### [Extracted material]

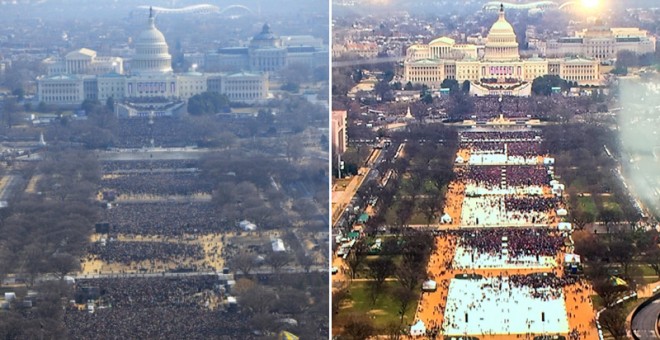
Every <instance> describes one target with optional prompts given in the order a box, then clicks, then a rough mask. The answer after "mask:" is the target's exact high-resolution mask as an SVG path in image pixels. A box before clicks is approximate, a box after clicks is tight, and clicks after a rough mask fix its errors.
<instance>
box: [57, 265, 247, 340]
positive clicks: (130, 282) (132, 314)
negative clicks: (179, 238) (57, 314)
mask: <svg viewBox="0 0 660 340" xmlns="http://www.w3.org/2000/svg"><path fill="white" fill-rule="evenodd" d="M218 284H219V281H218V278H217V276H196V277H178V278H167V277H164V278H121V279H119V278H114V279H94V280H78V282H77V283H76V285H77V286H78V287H97V288H99V290H100V292H101V301H102V303H101V306H100V307H101V308H98V307H97V308H96V309H95V311H94V313H89V312H88V311H80V310H78V309H77V308H74V307H71V308H67V309H66V311H65V315H64V322H65V324H66V328H67V331H68V333H69V337H70V338H71V339H150V338H154V337H156V336H157V337H158V338H160V339H180V338H182V337H184V338H186V339H236V338H241V339H248V340H249V339H252V335H251V334H252V333H251V328H250V325H249V323H247V322H245V316H244V315H242V314H239V313H231V312H229V313H225V312H222V311H220V310H217V309H216V310H211V308H209V307H210V306H207V304H211V303H212V301H213V300H214V296H220V294H221V292H220V290H219V287H218Z"/></svg>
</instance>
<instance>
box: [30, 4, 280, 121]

### [Problem description]
Each line in the material with "instance" in it must be reported.

### [Final answer]
Every <instance> describes one target with optional prompts given in the order a box, then clicks, then a rough mask. The answer after "mask:" is the target's exact high-resolution mask as an SVG path in image pixels. A box before clicks is approximate, a box after clicks is tight, and clicks after a rough mask fix its errors.
<instance>
</instance>
<instance>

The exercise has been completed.